─── DOCUMENT SEGMENT ───
Interpretation of PNTML results is challenging in the context of patients with incontinence. A recent retrospective review compared results of PNTML with anal manometry in 2067 patients who received anorectal physiologic testing.34 Up to 31% of patients with bilateral neuropathy had mean squeeze pressures in the normal range, and 49% of patients with normal PNTML and an intact sphincter had squeeze pressures below the normal range. The authors indicate that these data suggest that either the test for pudendal neuropathy is not sensitive, or that neuropathy is relatively unimportant in fecal incontinence. Therefore, interpretation of PNTML should be performed in the context of data obtained from the history and physical exam as well as from anal manometry.

It has been suggested that PNTML has prognostic value when considering surgical treatment of fecal incontinence. This is another area of significant controversy, especially in surgical outcomes of overlapping sphincteroplasty.35 The relationship of sphincter injury, pudendal nerve function, sphincter muscle innervation, and outcome of surgery seems obvious; however, published series have reported conflicting results (Table 3)23,36,37,38,39,40,41 and it is unclear whether these discrepancies are due to patient selection bias or other factors. There is general agreement that overlapping sphincteroplasty is an appropriate first-line therapy for incontinent individuals with significant sphincter defects.35 Results of these outcome studies in the context of PNTML provide the physician and patient with realistic expectations of success after overlapping sphincteroplasty. Patients with normal pudendal nerve latency can expect a 70 to 80% success rate, while those with evidence of pudendal neuropathy can expect a 40 to 50% success rate.

Table 3
Effects of Pudendal Neuropathy on Successful Outcome after Sphincteroplasty

Anal Endosonography

Anal endosonography (AES) has assumed an increasingly important role in evaluating patients with anal incontinence. High-resolution images and 360-degree evaluation of the anal canal is obtained using a rotating endoprobe with a 10-mm MHz transducer. This procedure can be performed in the office setting since it requires little preparation and is well tolerated by patients. Anatomic and morphometric assessment of the internal and external sphincters, puborectalis muscle, and rectovaginal septum are obtained. Normal internal (hypoechoic) and external (hyperechoic) sphincter muscles are best seen as two intact rings in the mid anal canal (Fig. 2A). Images from the top of the anal canal will show the horseshoe-shaped puborectalis muscle which can be mistaken for an anterior sphincter defect. Measurement of the distance between the probe and examining finger inserted into the vagina determines thickness of the perineal body (normal value 1.0 to 1.5 cm). Interruption of the hyperechoic external sphincter ring signifies a defect in the muscle (Fig. 2B).
───
- TASK PROMPT:
Quote word for word the part of the fecal incontinence passage that begins with the words containing "Interpretation of PNTML results" and ends with "from anal manometry.". The data that follow have nothing to do with this passage.
─── INFORMATION PROVIDED ───
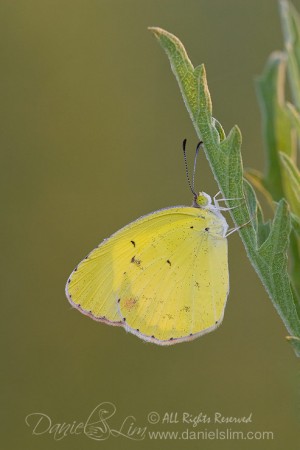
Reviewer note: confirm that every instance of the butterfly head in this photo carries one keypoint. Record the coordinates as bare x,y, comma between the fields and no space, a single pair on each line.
202,200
───
- TASK OUTPUT:
Interpretation of PNTML results is challenging in the context of patients with incontinence. A recent retrospective review compared results of PNTML with anal manometry in 2067 patients who received anorectal physiologic testing.34 Up to 31% of patients with bilateral neuropathy had mean squeeze pressures in the normal range, and 49% of patients with normal PNTML and an intact sphincter had squeeze pressures below the normal range. The authors indicate that these data suggest that either the test for pudendal neuropathy is not sensitive, or that neuropathy is relatively unimportant in fecal incontinence. Therefore, interpretation of PNTML should be performed in the context of data obtained from the history and physical exam as well as from anal manometry.